## Required tasks
[1] According to the Derek Martinus biography, where did he study directing and acting after his national service?
[2] Continue the Derek Martinus biography from its last sentence.

## Selected extract
- Born: Derek Buitenhuis 4 April 1931 Ilford, Essex, United Kingdom
- Died: 27 March 2014 (aged 82) United Kingdom
- Occupation(s): Actor, director
- Years active: 1950s–1986
- Notable work: Z-Cars, Doctor Who
- Spouse: Eivor Olausson ​(m. 1963)​
- Children: 2

= Derek Martinus =

Derek Buitenhuis (4 April 1931 – 27 March 2014), known professionally as Derek Martinus, was an English television and theatre director. Originally an actor, he directed episodes of Z-Cars and Doctor Who, for which he was best known. He also had a long career directing stage productions.

==Early life and acting career==
Born in Ilford, Essex, the son of Jack and Irene Buitenhuis, Martinus used his Rotterdam-born grandfather's middle name for his professional name.

Martinus was educated at Brentwood School, Essex. After national service in the Royal Air Force, he studied directing and acting at the University of Oklahoma and Yale School of Drama. After running out of money, he returned to the UK in the mid-1950s and worked as an actor for the Library Theatre, Manchester and other repertory theatres. He played at the Royal Court and on tour, with among others, Sir Donald Wolfit. He subsequently joined the Arena Theatre Company, where he worked as both an actor and director.

## Given data
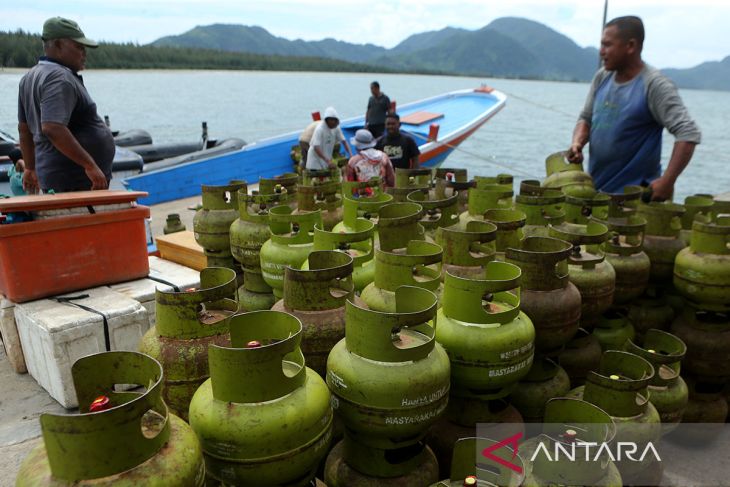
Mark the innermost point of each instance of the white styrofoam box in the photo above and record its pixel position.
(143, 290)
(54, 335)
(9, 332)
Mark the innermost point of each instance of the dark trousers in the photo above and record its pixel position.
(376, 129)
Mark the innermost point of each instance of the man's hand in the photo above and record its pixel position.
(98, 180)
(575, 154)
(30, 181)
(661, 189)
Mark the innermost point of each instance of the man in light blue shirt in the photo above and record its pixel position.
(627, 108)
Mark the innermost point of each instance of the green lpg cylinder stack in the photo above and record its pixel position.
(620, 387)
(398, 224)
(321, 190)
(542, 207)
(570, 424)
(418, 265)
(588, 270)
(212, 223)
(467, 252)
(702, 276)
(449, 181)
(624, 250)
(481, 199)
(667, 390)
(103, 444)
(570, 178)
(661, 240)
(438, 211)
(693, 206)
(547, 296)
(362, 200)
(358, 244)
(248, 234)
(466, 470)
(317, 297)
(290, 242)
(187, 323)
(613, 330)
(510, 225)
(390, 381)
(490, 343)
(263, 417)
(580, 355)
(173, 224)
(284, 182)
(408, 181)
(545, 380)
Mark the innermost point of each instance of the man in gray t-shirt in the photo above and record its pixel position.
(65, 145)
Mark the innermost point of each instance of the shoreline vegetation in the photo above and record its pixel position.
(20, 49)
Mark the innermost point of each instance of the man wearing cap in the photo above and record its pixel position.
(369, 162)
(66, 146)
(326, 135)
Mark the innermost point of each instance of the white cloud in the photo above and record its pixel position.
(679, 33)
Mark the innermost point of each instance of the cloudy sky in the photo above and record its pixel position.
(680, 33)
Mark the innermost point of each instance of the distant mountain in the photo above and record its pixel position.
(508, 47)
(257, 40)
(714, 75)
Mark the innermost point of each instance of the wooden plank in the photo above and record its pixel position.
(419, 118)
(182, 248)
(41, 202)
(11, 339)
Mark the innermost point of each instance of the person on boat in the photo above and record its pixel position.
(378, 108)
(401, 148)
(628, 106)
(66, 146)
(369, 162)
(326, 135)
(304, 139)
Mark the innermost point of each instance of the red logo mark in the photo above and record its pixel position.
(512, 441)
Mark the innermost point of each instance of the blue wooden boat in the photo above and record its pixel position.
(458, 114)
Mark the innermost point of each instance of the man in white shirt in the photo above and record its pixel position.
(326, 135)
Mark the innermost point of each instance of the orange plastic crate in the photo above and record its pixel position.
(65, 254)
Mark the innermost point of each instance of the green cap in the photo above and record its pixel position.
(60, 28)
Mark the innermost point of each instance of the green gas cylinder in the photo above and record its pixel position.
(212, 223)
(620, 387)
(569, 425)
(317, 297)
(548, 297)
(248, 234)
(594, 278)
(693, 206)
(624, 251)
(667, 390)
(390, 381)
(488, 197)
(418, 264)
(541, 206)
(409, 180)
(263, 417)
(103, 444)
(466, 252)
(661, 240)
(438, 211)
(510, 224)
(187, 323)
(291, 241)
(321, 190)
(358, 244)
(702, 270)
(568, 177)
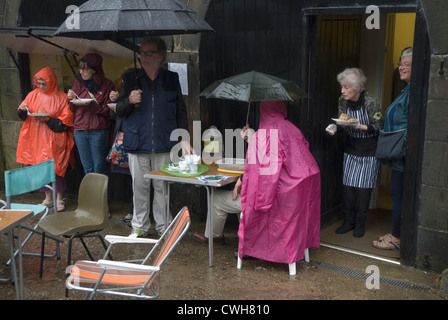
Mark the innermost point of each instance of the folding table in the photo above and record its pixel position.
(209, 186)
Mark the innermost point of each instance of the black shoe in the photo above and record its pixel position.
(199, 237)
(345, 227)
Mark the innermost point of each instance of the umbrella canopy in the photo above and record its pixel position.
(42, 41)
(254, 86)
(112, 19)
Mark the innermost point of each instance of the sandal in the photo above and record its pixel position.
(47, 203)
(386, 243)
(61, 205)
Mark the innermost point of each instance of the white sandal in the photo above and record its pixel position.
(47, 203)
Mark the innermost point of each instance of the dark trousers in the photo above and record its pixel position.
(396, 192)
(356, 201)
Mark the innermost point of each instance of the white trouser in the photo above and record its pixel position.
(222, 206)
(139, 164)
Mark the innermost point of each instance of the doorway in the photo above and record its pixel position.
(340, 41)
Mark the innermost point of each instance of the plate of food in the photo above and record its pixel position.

## Task-by-task results
[1] At the University of Oklahoma and the Yale School of Drama.

[2]
In 1959 he took a study tour of Scandinavian theatre and met his future wife, Eivor - who was only sixteen at the time - in Gothenburg. He directed some 20 plays at The Pembroke Theatre-in-the-round from 1959 until the theatre closed because of road widening. His two best received parts were Monsewer in Brendan Behan's The Hostage and Malvolio in Twelfth Night which he played on several occasions. Between jobs in the theatre he did several productions at the Royal Academy of Dramatic Art and the Guildhall School of Music and Drama.

==Directing career and later life==
For the BBC he directed several Doctor Who serials, Galaxy 4 (1965), Mission to the Unknown (1965), The Tenth Planet (1966), The Evil of the Daleks (1967), and The Ice Warriors (also 1967). His final serial for the programme, Spearhead from Space (1970), was also the first to be made in colour. His period working on the programme spanned the eras of the first three actors to play the lead role. Martinus believed the Daleks had to be shot "very carefully and from exactly the right angle". "If you shoot them without care they do look rather tame and ordinary," he explained in an interview for a series fan site. "You had to build up a Dalek's entrance. I used to make them lurk in the shadows."

Martinus also directed the Blake's 7 episodes "Trial" and "The Keeper" (both 1979) and over 50 episodes of Z-Cars. He worked on classic serials too, What Maisie Knew (1968), The Black Tulip (1970), A Little Princess, (1973) and A Legacy (1975), plus the dramatisation of a 1970s historical fiction best seller, Penmarric.

For ITV he directed The Paper Lads in 1977, winner of the Pye Award for best children's drama. In addition, Martinus directed the army drama series Spearhead, and several series of the children's drama Dodger, Bonzo and the rest in 1985 which also won the Pye Award.

For Swedish television he directed a two-hour political thriller by Jan Guillou, The Wolf.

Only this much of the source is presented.